→ What is needed:
Return the data that follows exactly, with each line intact.

→ Records shown:
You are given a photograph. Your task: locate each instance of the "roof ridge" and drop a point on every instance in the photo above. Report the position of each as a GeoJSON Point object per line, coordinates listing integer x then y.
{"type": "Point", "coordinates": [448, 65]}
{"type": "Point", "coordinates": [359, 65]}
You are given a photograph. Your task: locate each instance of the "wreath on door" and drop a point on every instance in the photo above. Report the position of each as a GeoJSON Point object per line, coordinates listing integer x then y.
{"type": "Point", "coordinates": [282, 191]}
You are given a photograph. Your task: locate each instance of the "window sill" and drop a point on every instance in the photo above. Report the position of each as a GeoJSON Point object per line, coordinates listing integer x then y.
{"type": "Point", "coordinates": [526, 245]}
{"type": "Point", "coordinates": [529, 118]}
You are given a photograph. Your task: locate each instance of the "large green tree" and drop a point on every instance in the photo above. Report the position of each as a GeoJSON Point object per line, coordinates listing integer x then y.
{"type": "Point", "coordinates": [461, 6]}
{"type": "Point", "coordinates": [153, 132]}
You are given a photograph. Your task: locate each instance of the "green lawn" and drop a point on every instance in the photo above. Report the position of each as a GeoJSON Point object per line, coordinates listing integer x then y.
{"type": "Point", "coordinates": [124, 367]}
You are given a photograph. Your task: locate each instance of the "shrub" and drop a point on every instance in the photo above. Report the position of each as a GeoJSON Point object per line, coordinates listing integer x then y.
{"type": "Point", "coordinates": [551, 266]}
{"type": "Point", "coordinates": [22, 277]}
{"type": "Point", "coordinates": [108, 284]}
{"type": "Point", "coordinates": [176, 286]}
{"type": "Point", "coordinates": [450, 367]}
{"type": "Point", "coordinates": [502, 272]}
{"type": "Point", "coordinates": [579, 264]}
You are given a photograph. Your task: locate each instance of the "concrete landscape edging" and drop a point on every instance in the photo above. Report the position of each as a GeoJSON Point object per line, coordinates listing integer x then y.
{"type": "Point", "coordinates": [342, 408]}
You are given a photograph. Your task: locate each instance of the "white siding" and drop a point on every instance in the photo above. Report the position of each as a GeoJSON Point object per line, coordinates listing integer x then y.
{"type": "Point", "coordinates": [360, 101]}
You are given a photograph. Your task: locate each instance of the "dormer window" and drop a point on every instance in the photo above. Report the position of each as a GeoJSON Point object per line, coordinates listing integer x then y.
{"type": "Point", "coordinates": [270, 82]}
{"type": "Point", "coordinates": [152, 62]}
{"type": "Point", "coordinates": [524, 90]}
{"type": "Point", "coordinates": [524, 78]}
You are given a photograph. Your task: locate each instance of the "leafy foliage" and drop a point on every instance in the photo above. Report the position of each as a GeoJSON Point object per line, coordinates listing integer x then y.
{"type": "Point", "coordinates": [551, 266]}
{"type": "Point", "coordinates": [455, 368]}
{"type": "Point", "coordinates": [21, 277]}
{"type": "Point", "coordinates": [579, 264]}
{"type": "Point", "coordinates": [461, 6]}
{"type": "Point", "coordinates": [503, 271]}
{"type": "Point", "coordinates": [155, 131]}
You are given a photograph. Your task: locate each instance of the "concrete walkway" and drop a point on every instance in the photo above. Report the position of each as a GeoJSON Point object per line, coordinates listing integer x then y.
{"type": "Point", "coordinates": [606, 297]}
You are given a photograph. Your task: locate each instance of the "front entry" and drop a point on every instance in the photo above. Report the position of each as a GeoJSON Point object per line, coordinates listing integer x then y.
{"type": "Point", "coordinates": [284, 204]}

→ Output of the exercise:
You are given a photograph. Your task: locate each instance of the "roof ridge" and drop a point on every instance in the photo above. Report the position of each as a GeoJSON Point object per line, coordinates listing integer x then y.
{"type": "Point", "coordinates": [448, 65]}
{"type": "Point", "coordinates": [359, 65]}
You are given a photograph. Your task: locate each instance of the "wreath on door" and drop a point on every instance in the photo above. Report the position of each as a GeoJSON Point object per line, coordinates listing integer x then y.
{"type": "Point", "coordinates": [282, 191]}
You are given a photograph. Your task: locate each instance of the "window sill" and drop a point on every instance in the photo above. Report the position of each as a GeoJSON Point object per line, coordinates listing integer x then y.
{"type": "Point", "coordinates": [526, 245]}
{"type": "Point", "coordinates": [529, 118]}
You are given a photograph. Your task: locate each instance of the "large green tree" and drop a point on every instance in the photo above. Report the position of each as a GeoJSON Point object per line, coordinates listing integer x then y.
{"type": "Point", "coordinates": [461, 6]}
{"type": "Point", "coordinates": [153, 132]}
You are given a photograph. Your task: locate each instance of the "green lawn" and drop a point on every instance in the photo above. Report the position of each as a GeoJSON Point object per line, coordinates listing integer x then y.
{"type": "Point", "coordinates": [124, 367]}
You are given a photograph. Your task: locate each instance of the "shrub" and drop a point on every instance in the photo above. Report the position of each as a GeoJSON Point object per line, coordinates listing integer x then y.
{"type": "Point", "coordinates": [551, 266]}
{"type": "Point", "coordinates": [22, 277]}
{"type": "Point", "coordinates": [108, 284]}
{"type": "Point", "coordinates": [176, 286]}
{"type": "Point", "coordinates": [450, 367]}
{"type": "Point", "coordinates": [502, 272]}
{"type": "Point", "coordinates": [579, 264]}
You are given a photograph. Your task: locate each instance of the "concrete landscape edging" and drop a point on every instance in the photo above. Report the position of each as a GeoJSON Point object per line, coordinates listing integer x then y.
{"type": "Point", "coordinates": [342, 408]}
You are given a photograph. Your task: locate each instance of the "white siding" and drop a point on every instance in the photo above. Report the position of each as a GeoJSON Point object per line, coordinates listing integer x then y.
{"type": "Point", "coordinates": [360, 101]}
You are given a photograph. Your task: locate each instance of the "dormer window" and drop a point on every instance in the photo above. Report the position of each as a GeoJSON Point object per line, coordinates listing integer x then y.
{"type": "Point", "coordinates": [270, 82]}
{"type": "Point", "coordinates": [152, 62]}
{"type": "Point", "coordinates": [524, 90]}
{"type": "Point", "coordinates": [524, 78]}
You are given a photograph. Your task: locate each instance of the "leafy foliage" and drop a point on every instance in the photo above. Report the position of each as a GeoJSON Point object per line, coordinates listing integer x then y.
{"type": "Point", "coordinates": [551, 266]}
{"type": "Point", "coordinates": [455, 368]}
{"type": "Point", "coordinates": [21, 277]}
{"type": "Point", "coordinates": [579, 264]}
{"type": "Point", "coordinates": [461, 6]}
{"type": "Point", "coordinates": [503, 271]}
{"type": "Point", "coordinates": [155, 131]}
You are given a photograph. Your task: locate each instance of the "concrete walkway" and drop a point on every instance in the photo above. Report the position of each as a GeoJSON Point object per line, coordinates listing integer x then y.
{"type": "Point", "coordinates": [606, 297]}
You are given a photograph. Your task: locate each instance of the "front entry" and drop a point on every instance in the photo above. Report the position of each as a GeoJSON Point object per line, coordinates listing integer x then y.
{"type": "Point", "coordinates": [284, 204]}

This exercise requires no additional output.